# start of Material provided

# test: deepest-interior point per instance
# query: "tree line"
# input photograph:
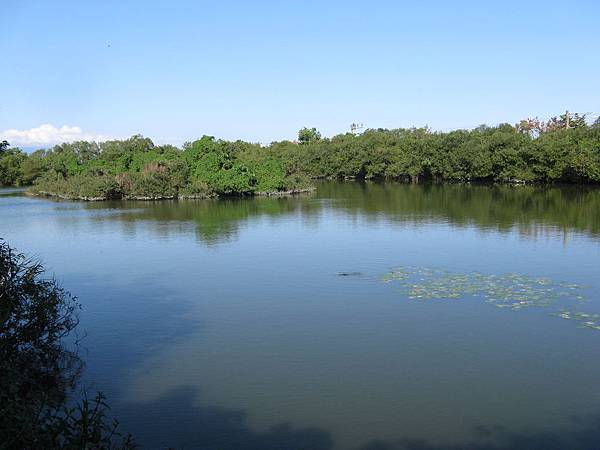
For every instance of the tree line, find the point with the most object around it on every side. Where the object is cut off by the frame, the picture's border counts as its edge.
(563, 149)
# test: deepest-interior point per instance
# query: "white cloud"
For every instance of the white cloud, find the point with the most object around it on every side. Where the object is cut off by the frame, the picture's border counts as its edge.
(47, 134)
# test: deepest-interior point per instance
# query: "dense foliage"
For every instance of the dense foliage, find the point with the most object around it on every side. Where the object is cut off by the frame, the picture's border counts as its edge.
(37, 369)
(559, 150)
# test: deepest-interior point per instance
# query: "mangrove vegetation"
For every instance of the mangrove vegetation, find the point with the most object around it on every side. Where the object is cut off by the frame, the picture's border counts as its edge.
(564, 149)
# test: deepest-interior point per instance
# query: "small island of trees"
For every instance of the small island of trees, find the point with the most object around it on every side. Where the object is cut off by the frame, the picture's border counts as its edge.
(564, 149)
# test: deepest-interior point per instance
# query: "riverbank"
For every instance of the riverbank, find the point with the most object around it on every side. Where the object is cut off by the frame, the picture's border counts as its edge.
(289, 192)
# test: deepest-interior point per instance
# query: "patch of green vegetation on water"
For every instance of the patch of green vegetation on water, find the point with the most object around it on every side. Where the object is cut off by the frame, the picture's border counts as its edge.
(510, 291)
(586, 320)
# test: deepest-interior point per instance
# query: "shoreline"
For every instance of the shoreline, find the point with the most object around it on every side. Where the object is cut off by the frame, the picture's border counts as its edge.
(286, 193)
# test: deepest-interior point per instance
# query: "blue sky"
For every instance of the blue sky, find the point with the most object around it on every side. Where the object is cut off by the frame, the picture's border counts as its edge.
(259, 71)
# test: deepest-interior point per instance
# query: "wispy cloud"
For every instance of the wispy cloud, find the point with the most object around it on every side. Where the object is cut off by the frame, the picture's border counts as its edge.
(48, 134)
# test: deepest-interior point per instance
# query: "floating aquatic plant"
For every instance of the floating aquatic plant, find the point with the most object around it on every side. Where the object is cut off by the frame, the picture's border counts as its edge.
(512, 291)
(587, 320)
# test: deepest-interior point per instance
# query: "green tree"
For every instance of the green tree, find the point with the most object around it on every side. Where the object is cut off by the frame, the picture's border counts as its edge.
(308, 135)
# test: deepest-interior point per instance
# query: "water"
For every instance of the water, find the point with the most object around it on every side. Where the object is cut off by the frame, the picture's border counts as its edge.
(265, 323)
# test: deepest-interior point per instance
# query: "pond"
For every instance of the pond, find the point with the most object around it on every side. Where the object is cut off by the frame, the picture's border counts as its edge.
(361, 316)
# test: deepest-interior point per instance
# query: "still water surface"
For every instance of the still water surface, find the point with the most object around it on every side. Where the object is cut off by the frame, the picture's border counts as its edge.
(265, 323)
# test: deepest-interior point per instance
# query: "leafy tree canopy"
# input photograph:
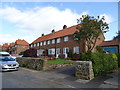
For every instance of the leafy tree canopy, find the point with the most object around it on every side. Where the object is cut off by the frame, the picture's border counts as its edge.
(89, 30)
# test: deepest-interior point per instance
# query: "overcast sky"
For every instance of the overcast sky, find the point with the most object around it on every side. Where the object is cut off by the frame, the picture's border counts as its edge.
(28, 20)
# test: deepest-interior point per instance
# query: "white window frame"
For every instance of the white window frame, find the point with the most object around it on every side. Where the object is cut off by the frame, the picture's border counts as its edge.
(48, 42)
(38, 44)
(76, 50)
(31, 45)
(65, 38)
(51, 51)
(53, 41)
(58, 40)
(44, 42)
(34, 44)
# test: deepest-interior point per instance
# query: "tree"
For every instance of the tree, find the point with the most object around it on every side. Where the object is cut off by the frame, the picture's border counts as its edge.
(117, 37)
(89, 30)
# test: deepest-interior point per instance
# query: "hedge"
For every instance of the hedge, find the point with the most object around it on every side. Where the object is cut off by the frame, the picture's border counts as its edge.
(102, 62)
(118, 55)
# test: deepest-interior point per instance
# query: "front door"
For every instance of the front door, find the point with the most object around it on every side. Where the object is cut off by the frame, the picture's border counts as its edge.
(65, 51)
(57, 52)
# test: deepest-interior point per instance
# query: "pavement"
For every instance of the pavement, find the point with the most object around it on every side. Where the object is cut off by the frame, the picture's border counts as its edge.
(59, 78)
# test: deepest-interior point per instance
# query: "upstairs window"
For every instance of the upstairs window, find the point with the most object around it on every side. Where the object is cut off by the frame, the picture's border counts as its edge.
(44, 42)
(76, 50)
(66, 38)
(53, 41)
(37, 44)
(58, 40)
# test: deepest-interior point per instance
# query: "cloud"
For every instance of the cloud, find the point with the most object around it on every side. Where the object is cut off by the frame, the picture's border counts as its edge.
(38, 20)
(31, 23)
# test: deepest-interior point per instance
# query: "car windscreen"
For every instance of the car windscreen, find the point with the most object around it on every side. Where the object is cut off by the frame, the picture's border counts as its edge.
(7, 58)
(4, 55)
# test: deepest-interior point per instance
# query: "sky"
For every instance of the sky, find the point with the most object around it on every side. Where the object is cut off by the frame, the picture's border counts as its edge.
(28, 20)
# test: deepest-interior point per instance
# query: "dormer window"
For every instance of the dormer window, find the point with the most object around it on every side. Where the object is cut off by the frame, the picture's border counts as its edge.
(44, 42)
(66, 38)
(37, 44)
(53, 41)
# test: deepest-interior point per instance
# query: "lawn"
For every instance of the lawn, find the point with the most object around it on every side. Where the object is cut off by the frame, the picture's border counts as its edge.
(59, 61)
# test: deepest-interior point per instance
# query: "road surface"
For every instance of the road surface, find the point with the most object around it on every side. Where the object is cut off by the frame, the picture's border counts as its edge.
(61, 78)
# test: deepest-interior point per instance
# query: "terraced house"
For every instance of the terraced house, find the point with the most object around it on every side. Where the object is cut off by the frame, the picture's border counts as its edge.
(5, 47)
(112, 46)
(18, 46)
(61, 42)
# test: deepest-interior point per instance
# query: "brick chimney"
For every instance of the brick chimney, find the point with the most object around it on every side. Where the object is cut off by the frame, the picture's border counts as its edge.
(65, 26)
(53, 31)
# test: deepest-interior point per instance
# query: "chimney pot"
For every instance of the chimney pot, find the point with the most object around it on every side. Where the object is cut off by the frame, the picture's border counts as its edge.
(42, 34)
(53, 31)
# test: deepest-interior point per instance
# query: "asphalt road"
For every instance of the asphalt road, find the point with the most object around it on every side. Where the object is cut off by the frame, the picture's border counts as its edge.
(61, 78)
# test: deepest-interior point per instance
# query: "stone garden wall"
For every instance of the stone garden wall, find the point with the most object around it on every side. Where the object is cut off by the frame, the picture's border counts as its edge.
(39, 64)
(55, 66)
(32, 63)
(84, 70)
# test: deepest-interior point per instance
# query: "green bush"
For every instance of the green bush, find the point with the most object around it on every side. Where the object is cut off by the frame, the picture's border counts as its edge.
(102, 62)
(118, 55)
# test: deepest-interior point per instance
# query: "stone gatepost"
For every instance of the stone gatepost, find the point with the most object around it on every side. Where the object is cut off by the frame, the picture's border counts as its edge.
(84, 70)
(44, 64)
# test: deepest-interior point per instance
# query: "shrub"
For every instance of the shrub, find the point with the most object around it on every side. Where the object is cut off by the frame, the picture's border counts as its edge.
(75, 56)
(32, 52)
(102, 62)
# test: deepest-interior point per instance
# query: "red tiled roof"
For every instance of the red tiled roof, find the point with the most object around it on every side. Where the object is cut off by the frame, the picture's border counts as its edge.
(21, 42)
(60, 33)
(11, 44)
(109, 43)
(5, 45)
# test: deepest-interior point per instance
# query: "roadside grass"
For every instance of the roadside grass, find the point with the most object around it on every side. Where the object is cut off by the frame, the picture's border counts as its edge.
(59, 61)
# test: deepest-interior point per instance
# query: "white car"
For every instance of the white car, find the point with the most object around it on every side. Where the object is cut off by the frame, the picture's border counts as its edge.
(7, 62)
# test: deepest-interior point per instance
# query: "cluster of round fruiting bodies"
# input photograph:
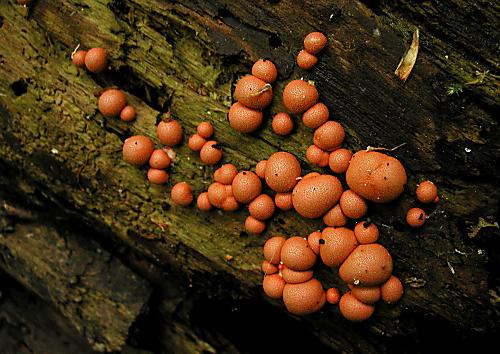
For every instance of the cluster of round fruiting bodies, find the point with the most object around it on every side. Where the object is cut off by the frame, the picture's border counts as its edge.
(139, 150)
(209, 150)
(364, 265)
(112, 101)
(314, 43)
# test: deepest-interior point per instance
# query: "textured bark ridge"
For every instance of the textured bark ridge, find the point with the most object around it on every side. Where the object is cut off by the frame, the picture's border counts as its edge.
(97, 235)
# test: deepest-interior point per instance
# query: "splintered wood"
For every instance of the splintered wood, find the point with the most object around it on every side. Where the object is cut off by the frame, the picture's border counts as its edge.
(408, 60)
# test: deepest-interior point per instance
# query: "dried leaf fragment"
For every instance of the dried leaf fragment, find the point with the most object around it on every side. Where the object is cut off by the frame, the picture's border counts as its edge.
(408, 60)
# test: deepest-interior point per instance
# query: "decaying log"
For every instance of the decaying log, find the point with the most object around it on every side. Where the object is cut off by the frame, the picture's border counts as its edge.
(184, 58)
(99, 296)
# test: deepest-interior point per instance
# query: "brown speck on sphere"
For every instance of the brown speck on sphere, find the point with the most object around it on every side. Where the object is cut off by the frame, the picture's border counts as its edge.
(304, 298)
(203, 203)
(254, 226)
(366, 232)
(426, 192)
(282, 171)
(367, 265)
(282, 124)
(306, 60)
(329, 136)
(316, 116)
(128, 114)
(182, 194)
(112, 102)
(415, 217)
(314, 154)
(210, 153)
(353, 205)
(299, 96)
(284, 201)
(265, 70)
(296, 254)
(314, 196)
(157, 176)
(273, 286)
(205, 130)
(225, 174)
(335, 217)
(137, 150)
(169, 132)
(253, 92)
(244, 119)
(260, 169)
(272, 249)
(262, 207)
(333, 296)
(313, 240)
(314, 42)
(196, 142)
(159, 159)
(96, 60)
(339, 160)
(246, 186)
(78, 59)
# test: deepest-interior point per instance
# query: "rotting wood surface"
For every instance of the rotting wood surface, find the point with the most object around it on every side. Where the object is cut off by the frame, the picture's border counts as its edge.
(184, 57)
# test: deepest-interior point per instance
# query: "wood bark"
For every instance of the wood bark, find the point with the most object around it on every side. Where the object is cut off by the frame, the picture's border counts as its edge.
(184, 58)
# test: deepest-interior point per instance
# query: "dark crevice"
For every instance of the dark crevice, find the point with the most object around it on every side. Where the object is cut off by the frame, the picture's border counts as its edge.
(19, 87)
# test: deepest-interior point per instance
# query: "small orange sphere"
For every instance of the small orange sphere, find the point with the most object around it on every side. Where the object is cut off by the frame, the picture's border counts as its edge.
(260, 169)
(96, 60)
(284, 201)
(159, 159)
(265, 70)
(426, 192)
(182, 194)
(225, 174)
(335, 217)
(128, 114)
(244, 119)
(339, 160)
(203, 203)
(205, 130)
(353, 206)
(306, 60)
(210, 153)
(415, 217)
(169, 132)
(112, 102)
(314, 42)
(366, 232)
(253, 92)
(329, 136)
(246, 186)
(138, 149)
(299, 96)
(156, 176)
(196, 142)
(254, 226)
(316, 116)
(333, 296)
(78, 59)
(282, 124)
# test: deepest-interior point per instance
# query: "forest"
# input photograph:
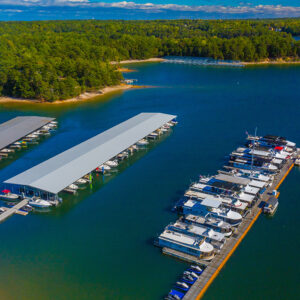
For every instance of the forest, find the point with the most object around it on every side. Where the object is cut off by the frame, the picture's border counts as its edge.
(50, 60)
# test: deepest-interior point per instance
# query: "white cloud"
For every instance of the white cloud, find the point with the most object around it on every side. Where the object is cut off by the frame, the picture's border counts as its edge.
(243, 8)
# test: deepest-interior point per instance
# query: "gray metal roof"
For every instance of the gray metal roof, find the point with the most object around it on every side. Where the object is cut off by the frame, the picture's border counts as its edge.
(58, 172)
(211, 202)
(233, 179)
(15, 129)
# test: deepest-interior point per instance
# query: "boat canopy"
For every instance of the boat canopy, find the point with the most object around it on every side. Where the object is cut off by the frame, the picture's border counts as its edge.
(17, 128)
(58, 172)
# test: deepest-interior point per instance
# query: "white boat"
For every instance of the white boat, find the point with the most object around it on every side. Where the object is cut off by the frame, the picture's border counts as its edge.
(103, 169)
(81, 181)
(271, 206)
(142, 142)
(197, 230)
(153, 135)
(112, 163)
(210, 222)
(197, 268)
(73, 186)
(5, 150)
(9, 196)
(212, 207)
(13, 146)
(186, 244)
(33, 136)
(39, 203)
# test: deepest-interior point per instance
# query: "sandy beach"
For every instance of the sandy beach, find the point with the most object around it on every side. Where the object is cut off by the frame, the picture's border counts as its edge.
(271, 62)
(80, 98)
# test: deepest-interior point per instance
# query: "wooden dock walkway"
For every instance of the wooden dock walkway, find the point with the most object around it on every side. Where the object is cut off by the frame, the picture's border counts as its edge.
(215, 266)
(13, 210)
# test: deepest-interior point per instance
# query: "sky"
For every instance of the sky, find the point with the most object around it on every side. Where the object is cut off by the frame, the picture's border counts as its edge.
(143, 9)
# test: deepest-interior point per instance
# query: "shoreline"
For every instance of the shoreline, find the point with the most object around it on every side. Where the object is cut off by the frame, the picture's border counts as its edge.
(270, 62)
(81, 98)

# end of Material provided

Task details:
Select every line of the rows above that contains the string "sandy", matching case exactly.

Response:
# query: "sandy beach"
For every instance of the sandy beach, find the point with the most object around it on every side. Where the object is cut off by the frame, the picture's border counts as its edge.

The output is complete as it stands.